Problem statement -> Repeat exactly the lines that run from the one containing "of the gear" to the end of the data, and leave out all others.

Object location annotation data ->
_ _ _ _

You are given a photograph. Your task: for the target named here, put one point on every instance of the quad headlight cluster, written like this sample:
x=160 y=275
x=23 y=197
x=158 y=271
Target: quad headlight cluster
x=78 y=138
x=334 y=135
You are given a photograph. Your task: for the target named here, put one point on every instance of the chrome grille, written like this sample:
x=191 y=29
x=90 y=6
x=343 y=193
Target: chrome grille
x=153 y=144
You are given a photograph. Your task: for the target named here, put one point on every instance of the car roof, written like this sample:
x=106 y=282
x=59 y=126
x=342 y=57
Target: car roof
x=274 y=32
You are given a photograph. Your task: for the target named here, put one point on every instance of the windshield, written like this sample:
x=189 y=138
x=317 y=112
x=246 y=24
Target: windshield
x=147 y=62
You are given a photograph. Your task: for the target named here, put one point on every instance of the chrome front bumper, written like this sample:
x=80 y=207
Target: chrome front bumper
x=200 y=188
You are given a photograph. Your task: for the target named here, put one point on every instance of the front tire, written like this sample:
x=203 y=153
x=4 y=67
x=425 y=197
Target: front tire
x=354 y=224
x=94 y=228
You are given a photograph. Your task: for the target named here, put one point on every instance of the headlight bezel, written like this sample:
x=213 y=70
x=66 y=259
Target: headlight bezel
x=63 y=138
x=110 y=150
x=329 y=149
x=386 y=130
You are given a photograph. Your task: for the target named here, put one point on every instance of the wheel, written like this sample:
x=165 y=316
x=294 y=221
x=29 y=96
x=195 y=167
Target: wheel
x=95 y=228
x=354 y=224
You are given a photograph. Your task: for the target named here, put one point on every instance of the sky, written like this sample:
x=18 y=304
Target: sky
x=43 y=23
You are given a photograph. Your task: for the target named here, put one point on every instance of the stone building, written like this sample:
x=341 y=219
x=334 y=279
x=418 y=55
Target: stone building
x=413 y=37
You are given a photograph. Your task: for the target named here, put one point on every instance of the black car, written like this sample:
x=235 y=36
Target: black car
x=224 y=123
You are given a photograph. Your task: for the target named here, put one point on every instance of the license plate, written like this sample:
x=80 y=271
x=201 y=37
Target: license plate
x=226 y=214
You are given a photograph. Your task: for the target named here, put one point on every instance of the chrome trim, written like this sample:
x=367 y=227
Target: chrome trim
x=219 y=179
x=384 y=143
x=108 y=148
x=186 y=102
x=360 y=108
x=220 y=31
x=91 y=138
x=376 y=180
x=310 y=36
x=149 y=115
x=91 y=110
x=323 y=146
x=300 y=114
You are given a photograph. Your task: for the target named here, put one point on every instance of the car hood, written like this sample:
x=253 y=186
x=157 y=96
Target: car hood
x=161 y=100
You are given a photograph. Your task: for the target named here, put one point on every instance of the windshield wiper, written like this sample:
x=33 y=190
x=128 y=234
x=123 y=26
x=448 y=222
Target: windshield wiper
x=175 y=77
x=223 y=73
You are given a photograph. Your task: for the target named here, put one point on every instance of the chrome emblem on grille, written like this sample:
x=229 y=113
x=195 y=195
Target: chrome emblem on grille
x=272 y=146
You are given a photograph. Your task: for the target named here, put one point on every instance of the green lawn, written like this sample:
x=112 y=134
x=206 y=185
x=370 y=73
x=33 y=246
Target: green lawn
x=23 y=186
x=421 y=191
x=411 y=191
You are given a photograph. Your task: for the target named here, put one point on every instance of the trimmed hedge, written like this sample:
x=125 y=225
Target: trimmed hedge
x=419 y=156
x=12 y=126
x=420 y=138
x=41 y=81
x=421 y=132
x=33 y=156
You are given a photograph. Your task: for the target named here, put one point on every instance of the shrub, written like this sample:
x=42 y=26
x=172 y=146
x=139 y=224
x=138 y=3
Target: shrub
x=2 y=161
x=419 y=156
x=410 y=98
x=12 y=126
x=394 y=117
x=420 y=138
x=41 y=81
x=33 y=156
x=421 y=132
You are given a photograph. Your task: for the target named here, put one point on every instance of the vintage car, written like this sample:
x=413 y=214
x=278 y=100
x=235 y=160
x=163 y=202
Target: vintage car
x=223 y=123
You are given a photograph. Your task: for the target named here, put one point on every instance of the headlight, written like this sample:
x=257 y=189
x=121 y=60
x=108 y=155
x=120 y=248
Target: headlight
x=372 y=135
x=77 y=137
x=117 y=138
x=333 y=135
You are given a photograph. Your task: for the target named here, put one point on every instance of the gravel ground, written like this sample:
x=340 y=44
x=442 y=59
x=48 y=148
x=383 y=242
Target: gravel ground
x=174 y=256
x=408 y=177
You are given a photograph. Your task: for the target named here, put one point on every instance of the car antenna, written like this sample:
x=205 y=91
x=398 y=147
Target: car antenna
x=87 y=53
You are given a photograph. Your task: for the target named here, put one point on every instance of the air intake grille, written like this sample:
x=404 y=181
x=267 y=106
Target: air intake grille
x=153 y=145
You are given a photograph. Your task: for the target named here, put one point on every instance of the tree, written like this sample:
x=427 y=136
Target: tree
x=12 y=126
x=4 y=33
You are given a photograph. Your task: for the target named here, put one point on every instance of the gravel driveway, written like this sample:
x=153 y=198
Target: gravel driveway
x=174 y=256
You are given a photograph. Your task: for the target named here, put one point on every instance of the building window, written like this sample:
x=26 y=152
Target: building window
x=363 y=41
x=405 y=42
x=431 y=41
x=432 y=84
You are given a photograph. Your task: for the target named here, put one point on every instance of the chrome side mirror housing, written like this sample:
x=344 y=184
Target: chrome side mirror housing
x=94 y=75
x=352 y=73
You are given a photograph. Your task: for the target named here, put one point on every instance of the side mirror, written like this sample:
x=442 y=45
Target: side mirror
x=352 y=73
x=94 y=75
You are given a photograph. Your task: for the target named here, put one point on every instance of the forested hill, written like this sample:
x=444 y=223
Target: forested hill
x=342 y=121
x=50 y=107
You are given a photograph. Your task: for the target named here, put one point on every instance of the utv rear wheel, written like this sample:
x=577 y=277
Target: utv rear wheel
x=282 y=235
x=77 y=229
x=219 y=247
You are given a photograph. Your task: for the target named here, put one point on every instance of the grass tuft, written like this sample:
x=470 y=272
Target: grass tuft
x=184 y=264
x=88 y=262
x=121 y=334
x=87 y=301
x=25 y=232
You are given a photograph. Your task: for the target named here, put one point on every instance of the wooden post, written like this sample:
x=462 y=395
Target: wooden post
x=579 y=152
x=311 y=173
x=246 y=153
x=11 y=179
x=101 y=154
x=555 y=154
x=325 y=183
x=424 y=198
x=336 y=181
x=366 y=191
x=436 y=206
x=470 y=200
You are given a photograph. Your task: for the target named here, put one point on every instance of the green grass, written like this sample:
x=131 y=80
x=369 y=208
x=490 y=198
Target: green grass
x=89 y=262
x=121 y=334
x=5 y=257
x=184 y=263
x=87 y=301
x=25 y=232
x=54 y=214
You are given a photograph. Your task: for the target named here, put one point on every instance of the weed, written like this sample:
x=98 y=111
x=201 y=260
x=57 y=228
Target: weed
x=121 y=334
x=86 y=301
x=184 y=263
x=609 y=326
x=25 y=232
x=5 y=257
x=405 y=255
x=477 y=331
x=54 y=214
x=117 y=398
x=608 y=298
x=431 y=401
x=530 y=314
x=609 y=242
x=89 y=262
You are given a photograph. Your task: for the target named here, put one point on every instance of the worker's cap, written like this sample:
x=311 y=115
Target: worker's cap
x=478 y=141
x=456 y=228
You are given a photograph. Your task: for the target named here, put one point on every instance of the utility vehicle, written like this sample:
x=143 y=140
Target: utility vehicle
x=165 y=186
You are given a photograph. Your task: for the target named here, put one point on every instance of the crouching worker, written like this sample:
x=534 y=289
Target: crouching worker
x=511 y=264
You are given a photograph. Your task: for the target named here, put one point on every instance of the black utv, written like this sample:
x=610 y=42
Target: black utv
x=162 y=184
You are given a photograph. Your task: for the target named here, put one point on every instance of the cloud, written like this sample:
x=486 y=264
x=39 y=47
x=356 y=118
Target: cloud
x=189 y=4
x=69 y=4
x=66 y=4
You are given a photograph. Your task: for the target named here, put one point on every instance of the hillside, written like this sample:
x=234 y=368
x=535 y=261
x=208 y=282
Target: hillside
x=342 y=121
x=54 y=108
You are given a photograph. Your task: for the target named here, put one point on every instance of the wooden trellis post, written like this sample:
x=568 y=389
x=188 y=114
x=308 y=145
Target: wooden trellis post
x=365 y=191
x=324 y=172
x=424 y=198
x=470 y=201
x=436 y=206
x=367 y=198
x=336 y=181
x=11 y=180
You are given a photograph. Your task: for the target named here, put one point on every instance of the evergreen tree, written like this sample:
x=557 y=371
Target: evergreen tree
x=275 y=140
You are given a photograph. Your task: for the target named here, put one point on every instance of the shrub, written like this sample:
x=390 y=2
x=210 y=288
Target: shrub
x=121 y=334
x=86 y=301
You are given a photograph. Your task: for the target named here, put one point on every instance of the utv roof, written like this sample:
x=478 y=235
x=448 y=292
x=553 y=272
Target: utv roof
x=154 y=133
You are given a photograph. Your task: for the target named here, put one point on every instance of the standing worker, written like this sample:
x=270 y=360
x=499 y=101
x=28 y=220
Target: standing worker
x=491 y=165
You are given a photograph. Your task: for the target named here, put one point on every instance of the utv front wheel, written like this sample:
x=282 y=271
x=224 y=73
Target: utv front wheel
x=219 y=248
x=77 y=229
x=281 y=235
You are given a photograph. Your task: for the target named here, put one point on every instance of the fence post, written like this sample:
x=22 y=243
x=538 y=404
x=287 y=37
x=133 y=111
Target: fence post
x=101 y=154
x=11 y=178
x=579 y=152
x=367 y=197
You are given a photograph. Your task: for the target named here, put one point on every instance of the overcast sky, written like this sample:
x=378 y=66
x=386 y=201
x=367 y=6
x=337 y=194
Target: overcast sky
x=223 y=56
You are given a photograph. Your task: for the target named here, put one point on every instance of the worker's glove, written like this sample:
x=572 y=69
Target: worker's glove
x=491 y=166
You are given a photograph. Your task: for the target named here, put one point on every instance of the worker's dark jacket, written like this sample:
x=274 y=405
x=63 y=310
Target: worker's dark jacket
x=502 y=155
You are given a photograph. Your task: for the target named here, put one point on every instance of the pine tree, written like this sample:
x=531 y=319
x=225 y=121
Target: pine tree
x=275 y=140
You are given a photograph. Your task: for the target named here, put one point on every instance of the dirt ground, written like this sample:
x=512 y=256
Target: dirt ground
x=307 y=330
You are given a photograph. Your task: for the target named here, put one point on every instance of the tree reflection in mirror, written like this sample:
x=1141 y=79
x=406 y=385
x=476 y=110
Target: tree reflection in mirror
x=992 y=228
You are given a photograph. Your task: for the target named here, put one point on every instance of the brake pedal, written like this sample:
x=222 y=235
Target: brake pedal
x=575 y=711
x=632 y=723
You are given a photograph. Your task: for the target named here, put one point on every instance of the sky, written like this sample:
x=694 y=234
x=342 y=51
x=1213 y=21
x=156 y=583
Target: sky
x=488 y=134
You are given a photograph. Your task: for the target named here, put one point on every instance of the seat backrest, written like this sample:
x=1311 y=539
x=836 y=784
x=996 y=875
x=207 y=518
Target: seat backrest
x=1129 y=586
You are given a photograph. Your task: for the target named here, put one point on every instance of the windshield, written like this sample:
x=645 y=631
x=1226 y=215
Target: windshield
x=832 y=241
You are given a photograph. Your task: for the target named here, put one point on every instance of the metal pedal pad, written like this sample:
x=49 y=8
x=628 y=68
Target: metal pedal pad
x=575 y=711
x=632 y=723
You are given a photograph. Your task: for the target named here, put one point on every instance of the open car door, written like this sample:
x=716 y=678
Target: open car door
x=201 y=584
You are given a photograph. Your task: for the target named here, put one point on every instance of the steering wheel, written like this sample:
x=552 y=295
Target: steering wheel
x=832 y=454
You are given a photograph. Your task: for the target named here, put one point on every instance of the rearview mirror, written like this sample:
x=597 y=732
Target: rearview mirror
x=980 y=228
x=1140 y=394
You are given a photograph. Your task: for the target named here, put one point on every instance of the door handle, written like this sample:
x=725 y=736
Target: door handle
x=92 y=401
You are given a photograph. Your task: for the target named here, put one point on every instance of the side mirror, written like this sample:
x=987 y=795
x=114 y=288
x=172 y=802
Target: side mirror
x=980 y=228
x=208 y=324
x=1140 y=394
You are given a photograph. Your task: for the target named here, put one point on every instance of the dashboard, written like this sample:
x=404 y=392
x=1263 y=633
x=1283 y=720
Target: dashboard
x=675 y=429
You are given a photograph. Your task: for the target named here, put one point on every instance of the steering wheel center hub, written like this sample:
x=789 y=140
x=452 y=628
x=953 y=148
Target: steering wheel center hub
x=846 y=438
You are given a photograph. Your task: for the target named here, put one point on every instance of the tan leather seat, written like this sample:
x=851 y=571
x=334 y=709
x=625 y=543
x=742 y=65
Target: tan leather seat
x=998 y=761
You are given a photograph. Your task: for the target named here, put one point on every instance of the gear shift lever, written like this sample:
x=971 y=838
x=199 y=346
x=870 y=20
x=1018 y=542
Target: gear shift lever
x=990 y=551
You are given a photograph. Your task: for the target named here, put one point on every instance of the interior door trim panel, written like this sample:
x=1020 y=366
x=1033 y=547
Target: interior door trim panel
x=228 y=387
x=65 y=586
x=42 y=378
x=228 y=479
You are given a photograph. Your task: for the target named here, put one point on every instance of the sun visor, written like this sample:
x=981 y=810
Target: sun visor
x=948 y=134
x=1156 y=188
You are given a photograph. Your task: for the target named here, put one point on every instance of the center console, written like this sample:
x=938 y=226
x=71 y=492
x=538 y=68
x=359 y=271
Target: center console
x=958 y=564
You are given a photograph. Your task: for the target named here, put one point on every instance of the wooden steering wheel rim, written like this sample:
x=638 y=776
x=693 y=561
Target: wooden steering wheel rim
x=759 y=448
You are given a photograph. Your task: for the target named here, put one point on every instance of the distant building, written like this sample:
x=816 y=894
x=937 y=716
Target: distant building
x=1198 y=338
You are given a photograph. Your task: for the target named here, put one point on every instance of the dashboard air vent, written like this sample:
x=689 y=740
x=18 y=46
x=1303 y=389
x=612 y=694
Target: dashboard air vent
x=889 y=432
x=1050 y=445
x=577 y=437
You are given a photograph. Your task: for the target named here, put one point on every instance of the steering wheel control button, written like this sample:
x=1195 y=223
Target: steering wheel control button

_ _ _ _

Output ->
You are given a photograph. Your task: for the target named here, put one point on every instance of the gear shift lever, written like this sample:
x=971 y=838
x=199 y=346
x=870 y=20
x=1018 y=542
Target: gear shift lever
x=990 y=551
You are given a photograph. Your task: for the target named here, put one point on every instance of the interior door trim panel, written like this sample:
x=1020 y=366
x=1033 y=547
Target: interior door trim panel
x=228 y=387
x=65 y=586
x=42 y=378
x=228 y=479
You are given a photograph. Your task: for the target named here, put one point on every instance of the sun visor, written like this sample:
x=981 y=810
Target: sun visor
x=948 y=134
x=1156 y=188
You are given a photograph. Your task: for the target named here, put one point on every instance of the center console, written like this sample:
x=938 y=226
x=71 y=492
x=538 y=68
x=359 y=271
Target: center console
x=958 y=564
You are given a photograph. Your task: for the target named here, put one point on every instance of the wooden steering wheel rim, written like this sample:
x=638 y=776
x=693 y=561
Target: wooden steering wheel rim
x=759 y=448
You are given a photograph. Your task: for the target named here, put one point on every instance of the distant building, written like this sample:
x=816 y=894
x=937 y=716
Target: distant building
x=1198 y=338
You are given a photograph. Your task: for the target named here, put one point on every instance of the dashboard air vent, written like this sample:
x=689 y=740
x=18 y=46
x=1303 y=389
x=612 y=694
Target: dashboard air vent
x=889 y=432
x=1050 y=445
x=577 y=437
You are given a photograph. Your task: for the target named here, put one point on every instance of the steering wheel control button, written like this sample:
x=1195 y=223
Target: steering wheel control button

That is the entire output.